● **Dataset**

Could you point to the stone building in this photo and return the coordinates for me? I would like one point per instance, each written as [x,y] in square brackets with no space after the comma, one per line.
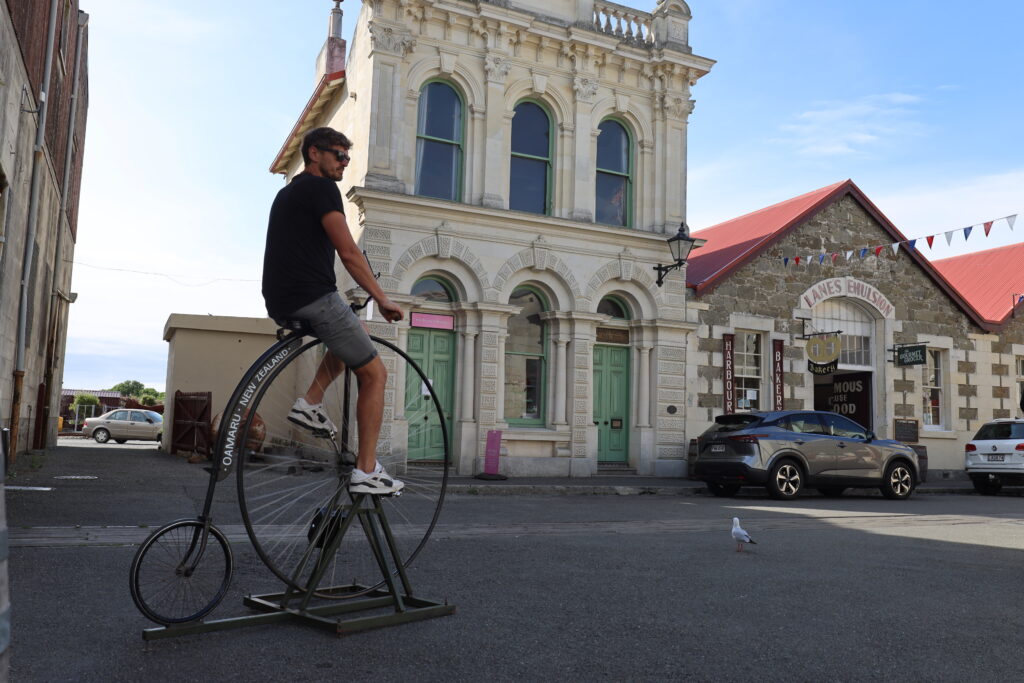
[768,283]
[43,103]
[517,168]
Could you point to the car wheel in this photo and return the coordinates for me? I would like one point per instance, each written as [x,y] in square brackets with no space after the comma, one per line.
[723,489]
[898,481]
[986,484]
[785,480]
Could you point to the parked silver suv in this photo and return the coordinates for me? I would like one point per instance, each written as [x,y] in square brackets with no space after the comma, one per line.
[995,456]
[787,451]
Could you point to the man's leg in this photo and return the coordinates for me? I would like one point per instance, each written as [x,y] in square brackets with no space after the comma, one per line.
[370,412]
[328,371]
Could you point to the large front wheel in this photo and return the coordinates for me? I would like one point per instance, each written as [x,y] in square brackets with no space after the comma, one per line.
[293,483]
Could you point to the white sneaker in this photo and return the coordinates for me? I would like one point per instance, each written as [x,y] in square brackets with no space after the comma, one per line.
[377,483]
[311,418]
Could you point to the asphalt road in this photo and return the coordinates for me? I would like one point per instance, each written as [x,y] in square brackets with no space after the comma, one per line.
[574,588]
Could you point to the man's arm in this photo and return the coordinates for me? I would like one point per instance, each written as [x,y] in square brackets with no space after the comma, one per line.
[351,257]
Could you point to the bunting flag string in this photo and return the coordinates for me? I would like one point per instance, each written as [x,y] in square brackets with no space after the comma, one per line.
[908,245]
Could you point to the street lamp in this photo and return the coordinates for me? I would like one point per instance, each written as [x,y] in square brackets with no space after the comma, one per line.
[681,244]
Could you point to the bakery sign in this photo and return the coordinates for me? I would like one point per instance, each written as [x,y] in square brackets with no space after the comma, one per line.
[822,353]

● **Work to be completed**
Each entry above should come back word for word, and no picture should come with it.

● **Response area**
Could you point to the stone building in this photo and return the coordinates for me? I would like one point per instance, each written as [x,y] in square brackets with no space after the comma, one per line.
[768,283]
[43,103]
[517,168]
Could you point to the car wheel in this photo and return the coordinates for me? I would like one point per instance, each written as [x,y] in square brackets with no space after the comma, one per line.
[723,489]
[898,481]
[986,484]
[785,480]
Could you point to the parked silver suv in this photo and return the coordinates for me? I would like one point per instance, each written as [x,y] in square brackets with no space after the comma, one per line.
[995,456]
[787,451]
Could you point to the man's leg in this photo and return the coordinates for me? I would like one point per instance, each written as [x,y] in square brackets with no space after the comma, one per line.
[370,412]
[328,371]
Could you point to the large front wheel in this photo and return the coordinates for me? I would like one point per instance, each written as [x,y] in square brackets with no space after the comma, one per line.
[293,483]
Could you point to the white sneaker in this photo and return the coordinates for me? I would like one point per instance, each written as [x,y] in square brackets with no space after the comma, one per line.
[377,483]
[311,418]
Could you point to the asphalt road in this photo and return the coordinates for me? I would like one point per instance, each written as [x,y] in square brackets with no space after the comma, one per line.
[574,588]
Could you point to the man's arm in this photo and return the coordinates for me? I would like one point per instance, each written as [x,y] in square brackets with no space after the comma, one per line.
[351,257]
Could you point to the bunting flag string in this photo and return the coordinates for me? I would like one point per instance, each written as [x,y] in square brackets with no space after the comma, one per line.
[908,245]
Could you point to the street lamp in this photo and return the coordinates for me? I would like one point per instance, each written as [x,y] in square brackets with no space after the comma, one per line.
[681,244]
Could you point to the bakery sign in this photo and return the coordinates for me? I would like one point per instance, each written as [x,y] in square brackets with no space after the comma, one per line.
[822,353]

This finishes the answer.